» **TO BE DONE**: Rewrite the material from the line containing "of the purple" through the end, replacing every occurrence of "innermost" with "central" and leaving everything else unchanged.

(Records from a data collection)
^^^^^^^^

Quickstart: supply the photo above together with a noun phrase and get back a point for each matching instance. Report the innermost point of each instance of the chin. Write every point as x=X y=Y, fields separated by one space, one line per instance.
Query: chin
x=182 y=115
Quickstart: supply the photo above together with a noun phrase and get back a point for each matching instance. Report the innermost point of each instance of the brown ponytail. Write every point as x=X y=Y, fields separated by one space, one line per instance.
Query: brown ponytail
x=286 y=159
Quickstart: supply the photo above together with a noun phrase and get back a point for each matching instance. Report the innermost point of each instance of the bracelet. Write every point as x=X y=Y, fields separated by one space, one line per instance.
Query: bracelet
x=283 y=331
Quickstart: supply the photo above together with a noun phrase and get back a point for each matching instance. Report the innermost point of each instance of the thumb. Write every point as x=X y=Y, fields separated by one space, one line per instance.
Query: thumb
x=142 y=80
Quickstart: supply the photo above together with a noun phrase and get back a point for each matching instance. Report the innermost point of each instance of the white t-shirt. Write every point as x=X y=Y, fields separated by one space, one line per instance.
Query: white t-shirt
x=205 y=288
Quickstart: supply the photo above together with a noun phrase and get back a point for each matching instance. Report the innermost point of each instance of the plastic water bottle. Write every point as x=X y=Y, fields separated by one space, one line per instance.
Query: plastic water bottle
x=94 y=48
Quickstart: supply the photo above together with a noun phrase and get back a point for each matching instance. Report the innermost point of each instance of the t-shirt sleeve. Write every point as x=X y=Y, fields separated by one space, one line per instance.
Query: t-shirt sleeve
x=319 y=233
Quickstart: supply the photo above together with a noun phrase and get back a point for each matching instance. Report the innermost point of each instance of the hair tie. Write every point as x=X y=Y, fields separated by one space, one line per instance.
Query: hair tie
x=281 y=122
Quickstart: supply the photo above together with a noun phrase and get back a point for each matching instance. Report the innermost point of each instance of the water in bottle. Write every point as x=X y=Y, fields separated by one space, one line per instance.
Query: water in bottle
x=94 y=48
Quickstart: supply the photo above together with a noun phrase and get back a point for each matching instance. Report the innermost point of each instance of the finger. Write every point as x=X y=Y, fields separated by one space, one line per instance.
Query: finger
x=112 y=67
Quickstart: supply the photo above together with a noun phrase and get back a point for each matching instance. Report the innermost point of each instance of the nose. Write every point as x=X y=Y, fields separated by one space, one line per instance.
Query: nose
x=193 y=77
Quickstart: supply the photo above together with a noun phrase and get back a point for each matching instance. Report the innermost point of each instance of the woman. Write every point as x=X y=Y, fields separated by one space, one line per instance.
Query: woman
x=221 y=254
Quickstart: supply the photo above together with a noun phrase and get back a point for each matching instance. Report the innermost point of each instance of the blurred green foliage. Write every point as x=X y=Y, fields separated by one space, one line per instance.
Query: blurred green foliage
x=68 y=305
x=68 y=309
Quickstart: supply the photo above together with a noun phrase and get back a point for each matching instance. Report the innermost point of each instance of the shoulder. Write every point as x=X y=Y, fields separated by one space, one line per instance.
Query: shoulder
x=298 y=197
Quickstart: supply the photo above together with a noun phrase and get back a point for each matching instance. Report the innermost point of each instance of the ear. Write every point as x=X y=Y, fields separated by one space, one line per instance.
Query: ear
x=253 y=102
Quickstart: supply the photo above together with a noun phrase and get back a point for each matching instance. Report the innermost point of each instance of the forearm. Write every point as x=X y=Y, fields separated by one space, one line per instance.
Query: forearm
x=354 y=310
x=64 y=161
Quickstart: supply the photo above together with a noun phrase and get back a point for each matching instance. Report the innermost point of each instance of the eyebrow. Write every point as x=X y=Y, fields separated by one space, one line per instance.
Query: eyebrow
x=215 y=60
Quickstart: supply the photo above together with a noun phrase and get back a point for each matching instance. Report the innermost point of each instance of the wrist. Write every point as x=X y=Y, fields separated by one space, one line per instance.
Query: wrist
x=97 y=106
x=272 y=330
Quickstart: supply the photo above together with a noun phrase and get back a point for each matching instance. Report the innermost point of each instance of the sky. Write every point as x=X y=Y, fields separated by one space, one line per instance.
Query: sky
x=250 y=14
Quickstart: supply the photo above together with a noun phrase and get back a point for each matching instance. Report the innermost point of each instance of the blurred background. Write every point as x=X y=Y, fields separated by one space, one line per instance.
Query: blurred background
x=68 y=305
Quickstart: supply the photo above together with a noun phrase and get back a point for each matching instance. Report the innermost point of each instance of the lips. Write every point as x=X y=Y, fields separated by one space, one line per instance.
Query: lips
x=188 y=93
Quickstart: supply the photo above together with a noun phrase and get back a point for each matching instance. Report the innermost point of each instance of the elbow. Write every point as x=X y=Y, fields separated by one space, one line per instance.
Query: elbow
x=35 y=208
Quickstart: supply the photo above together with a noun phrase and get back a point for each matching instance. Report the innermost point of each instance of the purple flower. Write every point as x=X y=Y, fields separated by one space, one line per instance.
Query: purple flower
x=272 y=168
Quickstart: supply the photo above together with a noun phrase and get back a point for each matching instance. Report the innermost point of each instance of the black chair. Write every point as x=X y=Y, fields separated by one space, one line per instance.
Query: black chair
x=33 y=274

^^^^^^^^

» **OUTPUT OF THE TASK**:
Quickstart: supply the photo above together with a noun phrase and get back a point for each matching instance. Report the central point of each instance of the purple flower. Write every point as x=X y=Y, fields separated by one space, one line per instance.
Query: purple flower
x=272 y=168
Quickstart: supply the photo above together with a noun phrase and get back a point for each matching instance. Report the central point of each instance of the black chair. Write every point as x=X y=Y, fields separated by one space, one line per instance.
Query: black chair
x=33 y=274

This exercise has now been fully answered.